_EXERCISE INSTRUCTIONS_:
**1)** List every person named in the article below about Susan Estrich defending Roger Ailes, including the photo credit.
**2)** According to the article below about Susan Estrich defending Roger Ailes, whose presidential campaign did Estrich manage in 1988?
**3)** Write the next part of the article below about Susan Estrich defending Roger Ailes, picking up after its final sentence.

_DOCUMENT TEXT_:
--- START ---

The XX Factor

The One Good Reason for a Trailblazing Feminist Lawyer to Defend Roger Ailes

Roger Ailes, former Fox News chairman and CEO, onstage in Pasadena, California, in 2006.

Frederick M. Brown/Getty Images

The ouster of Fox News chairman Roger Ailes over allegations that he sexually harassed multiple female employees is being hailed as a milestone in women’s fight for equal treatment in the workplace. Since former anchor Gretchen Carlson filed her lawsuit against Ailes, at least two other women have breached settlement agreements in order to publicize their own experiences, as the New York Times pointed out Sunday. Years from now, we may look back on this episode as a rung in the ladder to “another Anita Hill moment,” as the Times put it, in which the country is forced to reckon with the ubiquity of sexual harassment.

Few could be better equipped to help Ailes rewrite that narrative than one of the lawyers who has signed up for the job: the pioneering feminist Susan Estrich, who helped make the case, in the early 1990s, that sexual harassment was a serious problem with far-reaching consequences for women. “Last month, a minor shock wave coursed through feminist and legal circles when Estrich’s name surfaced” on Ailes’ defense team, the Washington Post reports.

Longtime allies are accusing Estrich of selling out. But Estrich herself, in emails to the Post, framed her decision—at least in part—as a response to the very media attention that is amplifying women’s stories into a force for social change. “The individual gets convicted long before he or she has had an opportunity to defend himself,” Estrich wrote. “And that’s not fair, whether it is happening to a woman or a man.”

Estrich’s concerns about the lawless court of public opinion can’t fully explain her defense of Ailes. They’re also longtime friends, as the Post’s Paul Farhi reports: They met during the 1988 presidential race, when Estrich was managing Democrat Michael Dukakis’s campaign—making her the first woman to manage the presidential bid of a major-party candidate—and Ailes was advising George H.W. Bush on his media strategy. In the intervening years, Estrich has frequently appeared as the lone liberal voice on Fox’s conservative panels. Farhi reports that, when Estrich spent three weeks in intensive care after a botched surgery in 2014, “Ailes continued to check on her recovery and to pay her, even though she was too ill to appear on TV.”

--- END ---

_RECORDED INFORMATION_:
--- START ---

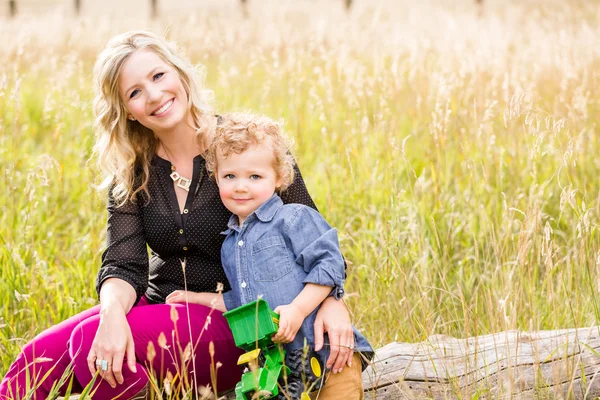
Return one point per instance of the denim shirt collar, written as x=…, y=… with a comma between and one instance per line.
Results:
x=264, y=213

--- END ---

_ANSWERS TO THE TASKS_:
**1)** Roger Ailes, Frederick M. Brown, Gretchen Carlson, Anita Hill, Susan Estrich, Paul Farhi, Michael Dukakis, George H.W. Bush

**2)** Democrat Michael Dukakis's campaign.

**3)**
“The man described by the media is simply not the man I know,” Estrich wrote to the Post. “I don’t think anyone in the business has done more to promote the careers of women than Roger.”

Since more than 20 women have reportedly accused Ailes of harassment in conversations with Carlson’s attorneys, many of Estrich’s fellow feminists beg to differ. “I was just taken aback,” Louise Fitzgerald, a professor emeritus of gender and women’s studies at the University of Illinois, told Farhi. “When I was coming along as a researcher, [Estrich] was one of my goddesses. … I’m concerned about the impact on public perception and on how it might affect women who have been victims [of sexual harassment or rape]. It’s like, wow. I have no basis to think less of her, but I’m just concerned.”

Farhi continues:

Gloria Allred, the women’s-rights attorney who is representing some of Bill Cosby’s alleged victims, is even more blunt.

“If Mr. Ailes had approached me, there’s no amount of money I would accept to represent him,” says Allred, who also practices in Los Angeles and has known Estrich for years. “The bottom line is, my credibility is not for sale, my reputation is not for sale, my conscience is not for sale.”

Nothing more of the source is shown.